* [TEXT EXCERPT]:
━━━━━━━━

We know that sedentary lifestyles wreak havoc on our physical health. But inactivity isn’t doing our minds any favors, either.
As civilization and screen time have more people sitting on their rears, brains are deteriorating along with the brawn. As it turns out, exercise is vital to our cognitive functioning and mental well-being.
“Exercise is the fountain of youth for the brain,” says John Ratey, M.D., associate professor of psychiatry at Harvard Medical School and author of “SPARK: The Revolutionary New Science of Exercise and the Brain.” “It’s what keeps your mind and memory sharp.”
Unlike the cosmetic benefits of exercise (it could take months to drop a dress size), the mental benefits of physical activity are immediate. With some sweat and an elevated heart rate, you can start feeling calmer, more creative and focused as soon as you finish your workout.
Here are some of the many brain benefits of exercise to motivate you to get moving or keep moving.
“People who spend more time exercising daily are less likely to be depressed and have lower rates of anxiety,” says Ratey.
“Exercise acts as a natural antidepressant. It gives us a heightened sense of self-esteem and self-worth,” says Greg Chertok, sports psychology consultant and contributor to the American College of Sports Medicine.
Benchmarking progress in workouts and accomplishing more physical tasks in everyday life is a feel-good activity that builds confidence.
Exercise can also keep negative feelings at bay.
“The diagnostic criteria for depression can include appetite irregularity, lack of energy, tension and muscle aches,” says Dr. Farah Raqib, assistant professor and psychiatrist at Oregon Health & Science University. “Exercise can provide quick relief for each of these symptoms.”
“Stress never goes away. It’s a part of life. So it’s about developing better coping skills,” says Raqib. “Exercise is an excellent coping mechanism. When you’re anxious or afraid, your heart races. But regular exercises like yoga help reset the mind and body through breathing and relaxation techniques.”
Dr. Claudia Aguirre, a neuroscientist and mind-body expert, agrees, “Exhalation is the ultimate detox. If you’re stressed, the quickest way to get relief is to do whatever exercise you prefer. Get oxygen circulating in your body, and breathe out toxic carbon dioxide.”
Aguirre explains that on a molecular level, exercise is the opposite of stress, which kills brain cells and shrinks areas of the brain. Exercise instead boosts new cell growth and enhances survival of these brain areas.
“We know that exercise is connected to better memory and overall brain health,” says Aguirre. “Exercise breeds neurons. More neurons mean more ability to do everything, including retention and recollection.”
Moving your muscles and breaking a sweat induce proteins in the hippocampus, a part of brain that produces new neurons, which are nerve cells that communicate information. These proteins generated from exercise nourish existing cells and spark the creation of new ones.

━━━━━━━━

* [GIVEN INFORMATION]:
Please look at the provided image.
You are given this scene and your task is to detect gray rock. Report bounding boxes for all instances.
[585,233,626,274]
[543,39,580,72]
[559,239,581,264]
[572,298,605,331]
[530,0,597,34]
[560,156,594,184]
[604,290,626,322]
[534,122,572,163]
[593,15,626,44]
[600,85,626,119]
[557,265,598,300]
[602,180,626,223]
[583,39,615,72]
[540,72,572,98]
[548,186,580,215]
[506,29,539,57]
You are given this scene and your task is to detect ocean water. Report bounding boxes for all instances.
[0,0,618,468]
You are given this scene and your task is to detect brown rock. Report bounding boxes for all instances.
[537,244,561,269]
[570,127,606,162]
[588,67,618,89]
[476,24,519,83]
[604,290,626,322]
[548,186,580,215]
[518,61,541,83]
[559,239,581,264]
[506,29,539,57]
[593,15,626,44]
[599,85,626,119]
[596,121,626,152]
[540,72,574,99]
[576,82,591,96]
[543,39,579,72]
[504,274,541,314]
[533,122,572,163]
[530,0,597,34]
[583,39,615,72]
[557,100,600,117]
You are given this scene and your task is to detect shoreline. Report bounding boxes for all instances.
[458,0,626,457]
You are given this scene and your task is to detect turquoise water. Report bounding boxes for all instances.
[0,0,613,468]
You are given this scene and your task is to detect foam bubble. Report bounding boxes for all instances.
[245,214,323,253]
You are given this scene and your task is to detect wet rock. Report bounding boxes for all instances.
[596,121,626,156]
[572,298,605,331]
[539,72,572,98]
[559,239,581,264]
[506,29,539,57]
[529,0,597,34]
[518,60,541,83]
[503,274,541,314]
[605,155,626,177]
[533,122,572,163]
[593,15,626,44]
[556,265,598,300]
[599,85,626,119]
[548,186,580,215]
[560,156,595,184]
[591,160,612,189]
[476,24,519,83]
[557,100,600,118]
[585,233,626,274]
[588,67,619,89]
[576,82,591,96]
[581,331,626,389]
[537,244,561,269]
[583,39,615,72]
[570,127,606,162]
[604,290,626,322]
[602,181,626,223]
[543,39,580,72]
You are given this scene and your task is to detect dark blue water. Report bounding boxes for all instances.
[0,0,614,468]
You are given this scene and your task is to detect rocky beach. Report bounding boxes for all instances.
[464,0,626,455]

━━━━━━━━

* [EXERCISE]:
In the text on exercise and the brain, which part of the brain produces new neurons? Please answer from the text on exercise and the brain alone, not the records.

* [WORKED SOLUTION]:
The hippocampus.